§ Instruction:
Retype the entries exactly, starting at the line that contains "Flashcard Front: Where exactly is the ceiling" and ending after the line that contains "520;123;628;147".

--- START OF Data excerpts ---

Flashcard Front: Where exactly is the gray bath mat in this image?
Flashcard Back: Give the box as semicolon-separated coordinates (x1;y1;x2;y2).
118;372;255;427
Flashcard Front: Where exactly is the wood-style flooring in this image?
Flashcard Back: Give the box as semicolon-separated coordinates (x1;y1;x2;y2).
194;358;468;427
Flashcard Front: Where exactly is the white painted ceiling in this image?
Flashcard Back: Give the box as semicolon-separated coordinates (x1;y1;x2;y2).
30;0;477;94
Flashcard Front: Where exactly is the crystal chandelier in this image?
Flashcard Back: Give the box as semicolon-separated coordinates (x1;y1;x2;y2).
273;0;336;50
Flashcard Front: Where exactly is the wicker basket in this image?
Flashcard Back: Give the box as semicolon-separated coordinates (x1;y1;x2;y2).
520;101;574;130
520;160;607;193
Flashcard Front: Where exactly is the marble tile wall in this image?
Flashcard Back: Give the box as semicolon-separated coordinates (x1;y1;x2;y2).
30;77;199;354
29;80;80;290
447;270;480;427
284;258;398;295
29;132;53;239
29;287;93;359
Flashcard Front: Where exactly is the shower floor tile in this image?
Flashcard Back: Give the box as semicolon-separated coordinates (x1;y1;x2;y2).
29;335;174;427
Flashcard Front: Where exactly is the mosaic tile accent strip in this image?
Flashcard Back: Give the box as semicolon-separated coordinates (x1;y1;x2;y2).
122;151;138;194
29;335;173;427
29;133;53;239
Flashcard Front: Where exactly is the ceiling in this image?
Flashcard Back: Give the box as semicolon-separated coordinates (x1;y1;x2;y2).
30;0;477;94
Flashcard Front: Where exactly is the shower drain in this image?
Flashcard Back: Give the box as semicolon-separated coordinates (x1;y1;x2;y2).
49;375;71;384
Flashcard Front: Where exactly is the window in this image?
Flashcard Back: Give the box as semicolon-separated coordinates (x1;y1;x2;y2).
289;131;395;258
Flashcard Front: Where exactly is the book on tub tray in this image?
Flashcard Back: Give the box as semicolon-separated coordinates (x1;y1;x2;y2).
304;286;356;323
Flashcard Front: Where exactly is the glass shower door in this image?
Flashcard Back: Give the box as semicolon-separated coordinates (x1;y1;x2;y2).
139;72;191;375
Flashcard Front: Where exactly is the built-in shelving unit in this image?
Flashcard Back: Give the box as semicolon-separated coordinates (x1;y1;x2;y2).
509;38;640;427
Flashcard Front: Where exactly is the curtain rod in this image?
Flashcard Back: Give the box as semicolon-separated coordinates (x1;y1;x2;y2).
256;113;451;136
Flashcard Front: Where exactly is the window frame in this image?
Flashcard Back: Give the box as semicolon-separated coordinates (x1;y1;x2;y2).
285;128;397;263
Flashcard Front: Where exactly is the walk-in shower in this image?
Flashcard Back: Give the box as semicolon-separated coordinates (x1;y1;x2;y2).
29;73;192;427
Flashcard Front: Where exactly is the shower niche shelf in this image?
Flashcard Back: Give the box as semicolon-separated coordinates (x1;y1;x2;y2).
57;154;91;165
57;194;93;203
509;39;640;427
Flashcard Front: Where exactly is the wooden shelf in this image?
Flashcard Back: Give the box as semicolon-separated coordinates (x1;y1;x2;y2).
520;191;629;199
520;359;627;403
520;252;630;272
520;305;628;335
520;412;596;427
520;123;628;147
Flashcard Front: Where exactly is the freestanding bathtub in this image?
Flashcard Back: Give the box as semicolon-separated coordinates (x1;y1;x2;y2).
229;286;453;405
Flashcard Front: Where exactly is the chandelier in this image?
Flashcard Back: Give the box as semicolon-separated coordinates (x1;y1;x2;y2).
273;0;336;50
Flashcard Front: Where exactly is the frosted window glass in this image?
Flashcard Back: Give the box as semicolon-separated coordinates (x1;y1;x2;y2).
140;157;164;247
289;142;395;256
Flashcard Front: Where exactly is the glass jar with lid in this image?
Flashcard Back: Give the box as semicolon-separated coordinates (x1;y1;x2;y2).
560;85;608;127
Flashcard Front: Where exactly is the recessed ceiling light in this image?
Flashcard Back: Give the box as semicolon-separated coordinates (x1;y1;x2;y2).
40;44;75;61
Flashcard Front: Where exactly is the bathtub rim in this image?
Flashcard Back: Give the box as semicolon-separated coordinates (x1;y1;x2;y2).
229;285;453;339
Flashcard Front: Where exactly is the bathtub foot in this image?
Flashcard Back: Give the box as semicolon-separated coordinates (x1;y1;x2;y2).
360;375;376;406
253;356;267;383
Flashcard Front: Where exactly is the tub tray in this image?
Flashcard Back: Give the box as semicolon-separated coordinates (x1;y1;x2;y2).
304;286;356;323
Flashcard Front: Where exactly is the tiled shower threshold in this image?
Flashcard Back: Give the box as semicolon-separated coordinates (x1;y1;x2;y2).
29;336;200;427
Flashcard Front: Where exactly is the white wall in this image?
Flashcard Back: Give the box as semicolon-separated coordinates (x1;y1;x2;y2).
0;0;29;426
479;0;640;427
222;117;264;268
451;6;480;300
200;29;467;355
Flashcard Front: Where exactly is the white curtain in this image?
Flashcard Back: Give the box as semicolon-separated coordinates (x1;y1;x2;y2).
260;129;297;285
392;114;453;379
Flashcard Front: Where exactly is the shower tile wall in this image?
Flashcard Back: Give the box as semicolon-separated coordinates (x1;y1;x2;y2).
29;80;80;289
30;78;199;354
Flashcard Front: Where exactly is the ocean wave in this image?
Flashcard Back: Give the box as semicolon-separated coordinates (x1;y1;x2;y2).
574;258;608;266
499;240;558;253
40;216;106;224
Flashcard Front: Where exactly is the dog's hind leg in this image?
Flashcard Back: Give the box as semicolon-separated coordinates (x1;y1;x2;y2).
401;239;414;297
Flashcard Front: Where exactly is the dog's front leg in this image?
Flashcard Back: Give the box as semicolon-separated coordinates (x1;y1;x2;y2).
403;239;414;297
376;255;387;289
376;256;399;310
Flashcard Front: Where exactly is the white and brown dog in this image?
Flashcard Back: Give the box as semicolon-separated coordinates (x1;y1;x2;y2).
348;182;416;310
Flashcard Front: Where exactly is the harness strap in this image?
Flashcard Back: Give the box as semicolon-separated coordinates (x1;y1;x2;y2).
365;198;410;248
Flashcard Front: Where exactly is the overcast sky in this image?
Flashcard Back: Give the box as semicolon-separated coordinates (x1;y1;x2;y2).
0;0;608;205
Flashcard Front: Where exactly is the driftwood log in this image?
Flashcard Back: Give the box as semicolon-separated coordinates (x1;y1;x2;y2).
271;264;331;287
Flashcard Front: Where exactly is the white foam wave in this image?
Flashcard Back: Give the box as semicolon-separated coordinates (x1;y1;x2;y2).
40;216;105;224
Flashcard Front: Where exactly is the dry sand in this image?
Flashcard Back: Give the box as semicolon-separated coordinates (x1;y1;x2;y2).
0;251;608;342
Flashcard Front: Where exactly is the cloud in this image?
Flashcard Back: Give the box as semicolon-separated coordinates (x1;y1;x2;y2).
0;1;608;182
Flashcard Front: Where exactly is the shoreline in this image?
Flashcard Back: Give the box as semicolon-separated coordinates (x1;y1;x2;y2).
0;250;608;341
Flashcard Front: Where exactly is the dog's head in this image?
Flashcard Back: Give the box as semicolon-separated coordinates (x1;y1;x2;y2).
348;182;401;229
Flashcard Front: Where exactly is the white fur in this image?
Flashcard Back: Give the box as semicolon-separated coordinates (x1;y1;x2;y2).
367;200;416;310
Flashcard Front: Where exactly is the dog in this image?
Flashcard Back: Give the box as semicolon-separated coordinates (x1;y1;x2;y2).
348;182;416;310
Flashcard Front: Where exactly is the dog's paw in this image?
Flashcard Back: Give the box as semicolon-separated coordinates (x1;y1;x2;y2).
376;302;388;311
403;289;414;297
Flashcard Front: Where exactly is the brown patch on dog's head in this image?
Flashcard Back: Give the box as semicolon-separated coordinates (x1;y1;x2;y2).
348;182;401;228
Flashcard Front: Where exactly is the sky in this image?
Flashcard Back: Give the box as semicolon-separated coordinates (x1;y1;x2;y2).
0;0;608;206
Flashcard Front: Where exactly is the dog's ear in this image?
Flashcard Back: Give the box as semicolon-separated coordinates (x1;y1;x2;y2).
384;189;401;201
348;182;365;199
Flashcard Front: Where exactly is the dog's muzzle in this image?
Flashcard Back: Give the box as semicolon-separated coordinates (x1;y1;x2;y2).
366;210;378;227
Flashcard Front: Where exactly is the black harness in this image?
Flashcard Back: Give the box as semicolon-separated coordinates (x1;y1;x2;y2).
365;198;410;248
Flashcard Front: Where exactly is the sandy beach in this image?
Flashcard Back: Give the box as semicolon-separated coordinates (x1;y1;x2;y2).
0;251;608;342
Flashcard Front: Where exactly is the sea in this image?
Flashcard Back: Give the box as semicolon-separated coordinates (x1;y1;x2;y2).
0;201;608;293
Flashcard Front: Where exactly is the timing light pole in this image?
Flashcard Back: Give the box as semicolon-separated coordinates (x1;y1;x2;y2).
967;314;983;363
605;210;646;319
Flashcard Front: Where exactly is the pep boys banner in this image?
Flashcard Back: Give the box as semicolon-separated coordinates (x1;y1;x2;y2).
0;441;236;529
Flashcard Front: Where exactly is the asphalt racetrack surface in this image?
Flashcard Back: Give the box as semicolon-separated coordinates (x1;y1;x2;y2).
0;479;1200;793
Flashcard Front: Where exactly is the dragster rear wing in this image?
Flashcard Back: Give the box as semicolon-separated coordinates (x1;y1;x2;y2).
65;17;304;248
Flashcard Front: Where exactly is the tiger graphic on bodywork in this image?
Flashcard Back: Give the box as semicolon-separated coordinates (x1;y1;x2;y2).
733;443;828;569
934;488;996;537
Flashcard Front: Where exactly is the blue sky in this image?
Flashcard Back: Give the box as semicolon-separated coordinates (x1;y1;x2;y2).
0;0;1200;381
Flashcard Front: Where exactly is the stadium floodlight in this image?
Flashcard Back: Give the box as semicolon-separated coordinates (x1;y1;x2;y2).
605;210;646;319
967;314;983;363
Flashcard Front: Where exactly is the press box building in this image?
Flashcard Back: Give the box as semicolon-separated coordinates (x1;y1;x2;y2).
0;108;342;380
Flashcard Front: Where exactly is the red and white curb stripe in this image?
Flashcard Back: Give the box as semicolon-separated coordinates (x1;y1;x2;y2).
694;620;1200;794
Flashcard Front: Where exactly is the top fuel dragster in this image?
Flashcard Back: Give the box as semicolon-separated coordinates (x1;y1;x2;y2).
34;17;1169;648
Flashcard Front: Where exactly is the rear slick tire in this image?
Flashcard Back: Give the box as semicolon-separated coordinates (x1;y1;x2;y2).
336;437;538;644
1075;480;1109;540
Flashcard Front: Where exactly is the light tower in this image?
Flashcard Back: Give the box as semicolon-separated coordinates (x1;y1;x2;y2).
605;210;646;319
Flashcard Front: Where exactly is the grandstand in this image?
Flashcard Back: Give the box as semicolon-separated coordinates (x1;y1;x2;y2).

--- END OF Data excerpts ---

§ Expected answer:
Flashcard Front: Where exactly is the ceiling in this image?
Flashcard Back: Give the box as semicolon-separated coordinates (x1;y1;x2;y2).
30;0;477;94
Flashcard Front: Where exactly is the shower drain in this image?
Flashcard Back: Give the box as semicolon-separated coordinates (x1;y1;x2;y2).
49;375;71;384
Flashcard Front: Where exactly is the window in this image?
Flashcard Back: Give the box as semicolon-separated coordinates (x1;y1;x2;y2).
289;131;395;258
Flashcard Front: Where exactly is the book on tub tray in this image?
Flashcard Back: Give the box as semicolon-separated coordinates (x1;y1;x2;y2).
304;286;356;323
Flashcard Front: Where exactly is the glass shower door in this image?
Flashcard Back: Give the box as semicolon-separated coordinates (x1;y1;x2;y2).
139;72;191;375
Flashcard Front: Where exactly is the built-in shelving unit in this image?
Flashcard Back: Give the box as semicolon-separated coordinates (x1;y1;x2;y2).
509;38;640;427
Flashcard Front: Where exactly is the curtain rod in this image?
Flashcard Back: Give the box as semicolon-separated coordinates (x1;y1;x2;y2).
256;113;451;136
Flashcard Front: Where exactly is the window frame in this image?
Flashcard Back: Give the box as semicolon-separated coordinates (x1;y1;x2;y2).
285;128;397;263
Flashcard Front: Where exactly is the walk-in shower in this image?
Flashcard Back: Give the box as semicolon-separated coordinates (x1;y1;x2;y2).
29;73;192;427
Flashcard Front: Where exactly is the shower niche shelf in this image?
Flashcard Back: Give the box as semicolon-separated coordinates (x1;y1;x2;y2).
57;154;91;165
57;194;93;203
509;39;640;427
Flashcard Front: Where exactly is the wooden shelf in this image?
Flashcard Back: Give the box as semicolon-separated coordinates (x1;y1;x2;y2).
520;191;629;199
520;359;627;403
520;252;630;272
520;305;628;335
520;412;596;427
520;123;628;147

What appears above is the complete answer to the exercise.